* WHAT YOU ARE ASKED TO DO *
Copy the data word for word, from its first line up to and including the line that contains "[[[303,1],[160,0],[154,121],[200,153],[303,145]]]".

[GIVEN RECORDS start]

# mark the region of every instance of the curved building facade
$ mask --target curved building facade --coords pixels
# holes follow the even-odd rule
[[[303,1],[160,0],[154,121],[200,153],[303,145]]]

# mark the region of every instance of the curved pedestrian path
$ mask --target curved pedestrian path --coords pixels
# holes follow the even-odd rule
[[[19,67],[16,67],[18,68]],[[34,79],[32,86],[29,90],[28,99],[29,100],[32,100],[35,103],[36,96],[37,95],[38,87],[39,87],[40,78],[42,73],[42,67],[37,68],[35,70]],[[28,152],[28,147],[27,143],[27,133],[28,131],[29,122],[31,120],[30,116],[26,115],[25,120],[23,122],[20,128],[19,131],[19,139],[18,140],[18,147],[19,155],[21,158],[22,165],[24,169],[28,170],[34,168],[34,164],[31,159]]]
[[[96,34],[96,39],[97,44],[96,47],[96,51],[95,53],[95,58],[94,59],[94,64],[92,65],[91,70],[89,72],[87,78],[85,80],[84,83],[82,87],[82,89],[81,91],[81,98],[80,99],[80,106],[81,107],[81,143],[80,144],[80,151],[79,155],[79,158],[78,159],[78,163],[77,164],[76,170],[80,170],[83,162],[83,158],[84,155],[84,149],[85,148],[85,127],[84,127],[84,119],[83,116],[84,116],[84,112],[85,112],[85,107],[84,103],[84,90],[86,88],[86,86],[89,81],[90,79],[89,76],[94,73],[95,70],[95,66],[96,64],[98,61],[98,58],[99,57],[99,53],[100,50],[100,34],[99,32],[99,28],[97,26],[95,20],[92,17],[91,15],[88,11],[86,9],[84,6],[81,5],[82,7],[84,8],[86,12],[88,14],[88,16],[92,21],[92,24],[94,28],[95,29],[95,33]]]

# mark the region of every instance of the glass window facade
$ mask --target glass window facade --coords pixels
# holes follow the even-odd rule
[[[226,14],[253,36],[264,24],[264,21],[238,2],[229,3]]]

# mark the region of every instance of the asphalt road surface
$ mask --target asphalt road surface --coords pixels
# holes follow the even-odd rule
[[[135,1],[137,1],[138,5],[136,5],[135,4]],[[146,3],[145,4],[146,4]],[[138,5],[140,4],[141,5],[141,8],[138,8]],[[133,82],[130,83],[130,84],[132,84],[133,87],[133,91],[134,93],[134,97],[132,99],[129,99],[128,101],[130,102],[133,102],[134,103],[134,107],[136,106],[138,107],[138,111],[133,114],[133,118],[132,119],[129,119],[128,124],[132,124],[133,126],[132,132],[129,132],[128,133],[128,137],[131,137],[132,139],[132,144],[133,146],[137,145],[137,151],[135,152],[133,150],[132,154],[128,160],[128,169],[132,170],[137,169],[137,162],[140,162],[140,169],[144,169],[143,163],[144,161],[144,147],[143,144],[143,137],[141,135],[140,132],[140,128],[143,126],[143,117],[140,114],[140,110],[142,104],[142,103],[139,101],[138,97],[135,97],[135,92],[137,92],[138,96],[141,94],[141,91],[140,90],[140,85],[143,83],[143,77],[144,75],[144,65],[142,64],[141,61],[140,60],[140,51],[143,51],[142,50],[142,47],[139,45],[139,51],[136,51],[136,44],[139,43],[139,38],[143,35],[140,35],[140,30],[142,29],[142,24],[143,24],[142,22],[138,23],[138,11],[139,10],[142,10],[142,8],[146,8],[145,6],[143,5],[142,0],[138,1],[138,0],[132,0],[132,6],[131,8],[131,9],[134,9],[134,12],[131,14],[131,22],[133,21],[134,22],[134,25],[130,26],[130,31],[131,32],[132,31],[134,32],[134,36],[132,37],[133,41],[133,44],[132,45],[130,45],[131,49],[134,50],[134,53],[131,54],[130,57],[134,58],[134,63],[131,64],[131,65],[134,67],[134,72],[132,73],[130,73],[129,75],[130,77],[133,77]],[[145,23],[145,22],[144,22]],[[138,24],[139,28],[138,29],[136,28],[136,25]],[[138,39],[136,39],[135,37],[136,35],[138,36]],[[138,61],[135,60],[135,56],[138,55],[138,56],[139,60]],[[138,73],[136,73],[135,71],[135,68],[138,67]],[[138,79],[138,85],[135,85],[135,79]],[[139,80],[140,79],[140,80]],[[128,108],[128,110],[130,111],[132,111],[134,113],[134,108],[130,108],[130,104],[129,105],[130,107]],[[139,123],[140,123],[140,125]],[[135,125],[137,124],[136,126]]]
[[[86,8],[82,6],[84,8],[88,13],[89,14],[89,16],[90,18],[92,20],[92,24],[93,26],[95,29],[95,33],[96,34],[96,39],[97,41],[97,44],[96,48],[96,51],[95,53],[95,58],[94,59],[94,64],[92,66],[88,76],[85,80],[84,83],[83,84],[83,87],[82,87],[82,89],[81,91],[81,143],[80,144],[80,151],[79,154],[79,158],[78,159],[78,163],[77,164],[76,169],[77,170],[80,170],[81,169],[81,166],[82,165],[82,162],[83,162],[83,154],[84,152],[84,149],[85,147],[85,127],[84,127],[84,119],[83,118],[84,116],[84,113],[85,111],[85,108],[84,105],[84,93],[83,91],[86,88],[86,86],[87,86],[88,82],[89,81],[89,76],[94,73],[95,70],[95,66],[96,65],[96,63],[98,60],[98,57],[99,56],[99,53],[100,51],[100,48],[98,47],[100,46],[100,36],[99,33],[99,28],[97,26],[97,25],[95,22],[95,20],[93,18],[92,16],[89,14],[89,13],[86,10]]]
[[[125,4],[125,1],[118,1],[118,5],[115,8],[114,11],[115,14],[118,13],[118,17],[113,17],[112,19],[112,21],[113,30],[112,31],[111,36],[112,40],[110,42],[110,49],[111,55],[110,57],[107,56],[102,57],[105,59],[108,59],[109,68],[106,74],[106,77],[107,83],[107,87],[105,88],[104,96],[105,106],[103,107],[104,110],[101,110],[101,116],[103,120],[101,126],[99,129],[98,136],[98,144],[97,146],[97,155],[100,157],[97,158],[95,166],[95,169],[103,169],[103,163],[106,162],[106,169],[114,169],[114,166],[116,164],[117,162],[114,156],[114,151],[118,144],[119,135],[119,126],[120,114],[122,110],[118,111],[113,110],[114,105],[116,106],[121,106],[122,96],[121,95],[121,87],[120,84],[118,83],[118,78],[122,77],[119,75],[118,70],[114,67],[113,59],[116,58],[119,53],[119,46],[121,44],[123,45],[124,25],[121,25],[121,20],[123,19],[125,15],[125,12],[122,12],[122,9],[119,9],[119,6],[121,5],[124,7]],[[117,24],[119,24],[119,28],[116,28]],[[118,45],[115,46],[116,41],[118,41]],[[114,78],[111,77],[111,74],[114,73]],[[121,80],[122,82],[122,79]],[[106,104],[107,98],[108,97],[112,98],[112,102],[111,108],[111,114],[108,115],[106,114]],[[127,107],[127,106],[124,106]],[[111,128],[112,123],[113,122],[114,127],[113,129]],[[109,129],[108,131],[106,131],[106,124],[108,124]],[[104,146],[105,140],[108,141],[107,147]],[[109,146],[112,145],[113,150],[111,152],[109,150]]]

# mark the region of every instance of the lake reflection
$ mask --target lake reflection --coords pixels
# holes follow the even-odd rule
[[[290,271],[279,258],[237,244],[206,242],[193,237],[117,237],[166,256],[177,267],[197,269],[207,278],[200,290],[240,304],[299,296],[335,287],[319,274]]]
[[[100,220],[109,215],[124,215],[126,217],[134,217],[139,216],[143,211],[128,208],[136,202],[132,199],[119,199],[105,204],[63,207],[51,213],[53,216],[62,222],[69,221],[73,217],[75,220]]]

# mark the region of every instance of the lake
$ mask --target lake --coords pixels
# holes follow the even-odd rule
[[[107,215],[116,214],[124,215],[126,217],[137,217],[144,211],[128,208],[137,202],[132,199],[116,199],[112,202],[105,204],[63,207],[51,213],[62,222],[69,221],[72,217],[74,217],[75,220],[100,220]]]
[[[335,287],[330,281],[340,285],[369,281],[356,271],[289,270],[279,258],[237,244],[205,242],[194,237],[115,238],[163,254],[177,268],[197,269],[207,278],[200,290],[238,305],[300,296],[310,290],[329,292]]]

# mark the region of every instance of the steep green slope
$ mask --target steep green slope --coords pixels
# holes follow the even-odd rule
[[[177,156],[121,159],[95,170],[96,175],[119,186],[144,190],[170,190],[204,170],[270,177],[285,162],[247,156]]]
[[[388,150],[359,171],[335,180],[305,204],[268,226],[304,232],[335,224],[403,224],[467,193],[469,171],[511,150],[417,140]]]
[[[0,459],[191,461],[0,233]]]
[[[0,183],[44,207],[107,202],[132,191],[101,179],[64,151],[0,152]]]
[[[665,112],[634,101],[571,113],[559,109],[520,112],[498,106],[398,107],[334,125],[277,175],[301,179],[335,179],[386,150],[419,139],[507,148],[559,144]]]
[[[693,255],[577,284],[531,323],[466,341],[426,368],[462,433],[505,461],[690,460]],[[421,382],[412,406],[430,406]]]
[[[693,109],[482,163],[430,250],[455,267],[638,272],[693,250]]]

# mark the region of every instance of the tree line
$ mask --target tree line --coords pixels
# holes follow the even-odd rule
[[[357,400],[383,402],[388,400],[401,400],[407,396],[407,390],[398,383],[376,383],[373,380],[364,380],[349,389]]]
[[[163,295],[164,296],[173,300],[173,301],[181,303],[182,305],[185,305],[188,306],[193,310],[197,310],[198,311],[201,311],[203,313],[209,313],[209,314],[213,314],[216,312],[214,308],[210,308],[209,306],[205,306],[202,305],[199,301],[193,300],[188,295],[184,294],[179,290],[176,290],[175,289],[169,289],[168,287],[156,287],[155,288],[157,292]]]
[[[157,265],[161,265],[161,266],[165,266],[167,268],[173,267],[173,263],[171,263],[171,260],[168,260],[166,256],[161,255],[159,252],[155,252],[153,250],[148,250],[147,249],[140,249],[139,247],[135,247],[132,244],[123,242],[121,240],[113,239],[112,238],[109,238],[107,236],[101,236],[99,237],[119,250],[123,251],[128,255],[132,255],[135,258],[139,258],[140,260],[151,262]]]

[GIVEN RECORDS end]

* RESULT OF THIS EXERCISE *
# mark the region of every instance of the curved building facade
$ mask --target curved building facade --coords pixels
# holes follow the even-odd rule
[[[303,1],[160,0],[154,121],[200,153],[303,145]]]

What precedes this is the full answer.